▶ [Document passage]
────

The control panel for Network egress policy with the policy created. 3. Enable code imports: In the code import configuration panel, toggle on Allow this source to be imported into code repositories.

Dictionary API source configuration options in data connection, showing the panel for code import configuration with code imports toggled on. 4. Bootstrap a transform code repository and import the source.

Example: PostgreSQL connection via Spark sidecar

This example shows how to query a PostgreSQL database using a containerized Flask API within a sidecar container.

Dockerfile
FROM python:3.8-slim
WORKDIR /usr/src/app
COPY requirements.txt ./
RUN pip install --no-cache-dir -r requirements.txt
COPY . .
EXPOSE 1234
USER 5001
CMD ["python", "app.py"]
requirements.txt
flask
psycopg2-binary
Flask application (app.py)
from flask import Flask, jsonify
import psycopg2

app = Flask(__name__)

@app.route('/tables', methods=['POST'])
def tables():
    data = request.get_json()
    password = data.get('password')

────

▶ [Exercise task 1] Can you sum up the PostgreSQL sidecar passage in two sentences?
▶ [Exercise task 2] Would you extend the PostgreSQL sidecar passage from the point where it stops?
The material that comes next is separate from the PostgreSQL sidecar passage.

────

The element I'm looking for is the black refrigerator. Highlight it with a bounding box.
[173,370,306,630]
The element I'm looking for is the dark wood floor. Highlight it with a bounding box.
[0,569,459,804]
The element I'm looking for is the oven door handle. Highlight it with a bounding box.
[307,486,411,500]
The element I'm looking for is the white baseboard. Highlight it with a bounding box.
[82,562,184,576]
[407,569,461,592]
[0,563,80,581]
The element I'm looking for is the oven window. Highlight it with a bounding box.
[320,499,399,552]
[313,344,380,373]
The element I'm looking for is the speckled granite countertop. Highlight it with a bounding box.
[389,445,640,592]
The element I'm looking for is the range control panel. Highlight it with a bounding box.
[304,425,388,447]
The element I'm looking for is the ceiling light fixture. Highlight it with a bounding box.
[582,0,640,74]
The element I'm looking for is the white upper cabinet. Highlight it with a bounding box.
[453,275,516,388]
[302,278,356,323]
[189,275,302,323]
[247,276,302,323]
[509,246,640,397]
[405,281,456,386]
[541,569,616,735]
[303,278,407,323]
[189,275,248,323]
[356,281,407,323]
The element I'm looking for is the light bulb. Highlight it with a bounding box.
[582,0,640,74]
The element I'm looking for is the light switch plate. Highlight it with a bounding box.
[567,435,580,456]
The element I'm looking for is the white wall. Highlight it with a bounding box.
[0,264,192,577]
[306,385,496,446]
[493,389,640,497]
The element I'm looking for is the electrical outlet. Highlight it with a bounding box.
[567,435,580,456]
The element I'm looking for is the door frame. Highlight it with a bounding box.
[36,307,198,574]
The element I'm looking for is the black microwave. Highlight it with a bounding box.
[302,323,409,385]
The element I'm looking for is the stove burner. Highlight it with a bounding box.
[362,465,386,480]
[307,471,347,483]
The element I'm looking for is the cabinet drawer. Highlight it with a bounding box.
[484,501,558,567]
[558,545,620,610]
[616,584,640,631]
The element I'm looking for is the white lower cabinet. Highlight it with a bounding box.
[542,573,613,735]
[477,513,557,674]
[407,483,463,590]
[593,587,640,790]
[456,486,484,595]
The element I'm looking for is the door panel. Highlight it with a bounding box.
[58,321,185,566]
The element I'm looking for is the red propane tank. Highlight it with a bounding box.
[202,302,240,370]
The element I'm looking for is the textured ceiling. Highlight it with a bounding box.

────

▶ [Result 1] Code imports are enabled by toggling on "Allow this source to be imported into code repositories," after which a transform code repository is bootstrapped and the source is imported. An example then shows how to query a PostgreSQL database using a containerized Flask API in a sidecar container, with a Dockerfile, a requirements.txt listing flask and psycopg2-binary, and the start of a Flask application in app.py.

▶ [Result 2]
    connection_params = {
        "dbname": "<databasename>",
        "user": "<user>",
        "password": password,
        "host": "postgres.com",
        "port": "5432",
    }


    data = {"schema": [], "table": []}
    with psycopg2.connect(**connection_params) as conn:
        with conn.cursor() as cur:
            cur.execute(
                "SELECT table_schema, table_name FROM information_schema.tables WHERE table_type = 'BASE TABLE'"
            )
            tables = cur.fetchall()
            for schema, table in tables:
                data["schema"].append(schema)
                data["table"].append(table)

    return jsonify(data)
Transform implementation
import requests
from transforms.sidecar import sidecar
from transforms.external.systems import external_systems, Source
from transforms.api import transform_df, Output

@external_systems(
    my_source=Source("<source_rid>")
)
@sidecar(image="simple", tag="0.0.1")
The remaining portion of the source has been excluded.